What the task requires:
Copy out the column on game pricing below in full, word for word.

The Economy of Happiness

Written by Cliff Harris

August 18, 2008 | 09:10

Tags: #cliff #cliff-harris #column #democracy #developer #guest #harris #kudos #piracy #pirate #utility

Companies: #positech

Both the recent arguments about the right price for Braid, and my own recent dialogue with games pirates (where cost has been cited as a major cause of piracy) has got me to realize something very important about the price of games.

Nobody agrees what any game is worth.

Any economist will tell you that this is the case with all products, and can even calculate how much 'waste' there is as a result by referencing the products value to a customer, called the 'utility'.

Because of different incomes and tastes, the utility or worth of every product is different for everyone. I love bacon, and its utility is probably higher to me than it is to Joe Average. The problem is, the supplier of bacon can't charge us different prices and wants to sell to us both, so he sets the price as the highest Joe Average will pay, and as for me, I get a bargain.

By definition, there are always people benefiting from this, and the seller is always losing. There is however, another group that is losing, and that’s the people who simply can’t afford it. These guys never get any bacon, even though they would probably like it.

Now you might be thinking that 'Hey that's nonsense, because the price of bacon is tied to the cost of production’, and that’s where games as a digitally copyable medium come in. The marginal cost per unit of production for a PC game sold online is close to zero, maybe $0.10 in bandwidth, which means that developers like me can be profitable at any price from 10 cents a copy to a million dollars (in terms of a single unit, not the recouping of the whole investment, which is a different problem). The problem of course, is picking the price.

Clearly the aim is to maximize revenue (not sales, or profit per unit), and you can do some nifty sums to choose the right price if you have perfect knowledge about all your customers utility from the game. Obviously we don't have that. Even if we did though, we aren't really doing the right thing.

Dataset content:
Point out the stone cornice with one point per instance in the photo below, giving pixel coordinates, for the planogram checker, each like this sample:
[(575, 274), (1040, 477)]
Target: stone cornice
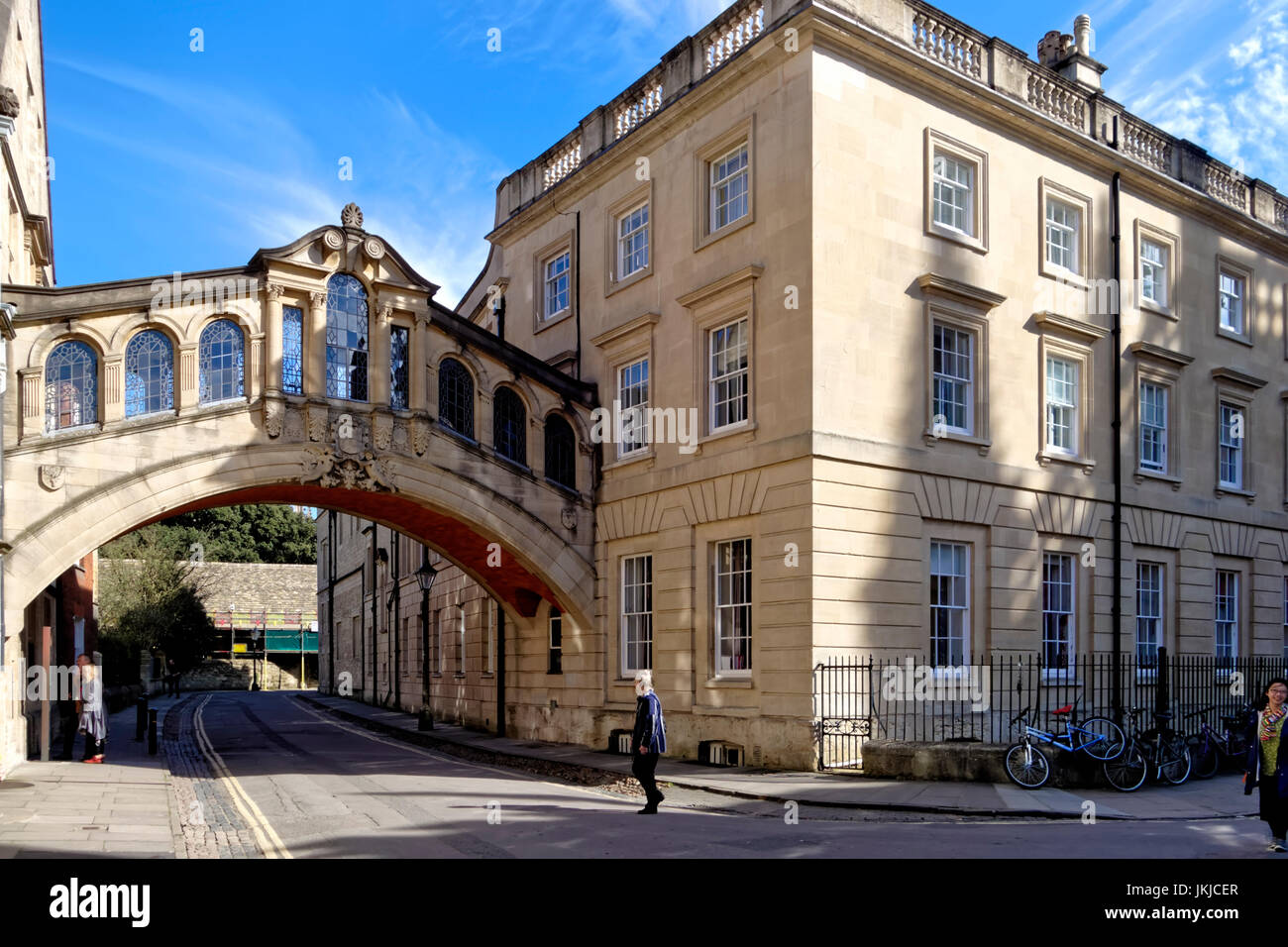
[(1157, 354), (1236, 377), (1080, 330), (747, 273), (958, 291)]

Output of the task:
The Economy of Happiness

Written by Cliff Harris

August 18, 2008 | 09:10

Tags: #cliff #cliff-harris #column #democracy #developer #guest #harris #kudos #piracy #pirate #utility

Companies: #positech

Both the recent arguments about the right price for Braid, and my own recent dialogue with games pirates (where cost has been cited as a major cause of piracy) has got me to realize something very important about the price of games.

Nobody agrees what any game is worth.

Any economist will tell you that this is the case with all products, and can even calculate how much 'waste' there is as a result by referencing the products value to a customer, called the 'utility'.

Because of different incomes and tastes, the utility or worth of every product is different for everyone. I love bacon, and its utility is probably higher to me than it is to Joe Average. The problem is, the supplier of bacon can't charge us different prices and wants to sell to us both, so he sets the price as the highest Joe Average will pay, and as for me, I get a bargain.

By definition, there are always people benefiting from this, and the seller is always losing. There is however, another group that is losing, and that’s the people who simply can’t afford it. These guys never get any bacon, even though they would probably like it.

Now you might be thinking that 'Hey that's nonsense, because the price of bacon is tied to the cost of production’, and that’s where games as a digitally copyable medium come in. The marginal cost per unit of production for a PC game sold online is close to zero, maybe $0.10 in bandwidth, which means that developers like me can be profitable at any price from 10 cents a copy to a million dollars (in terms of a single unit, not the recouping of the whole investment, which is a different problem). The problem of course, is picking the price.

Clearly the aim is to maximize revenue (not sales, or profit per unit), and you can do some nifty sums to choose the right price if you have perfect knowledge about all your customers utility from the game. Obviously we don't have that. Even if we did though, we aren't really doing the right thing.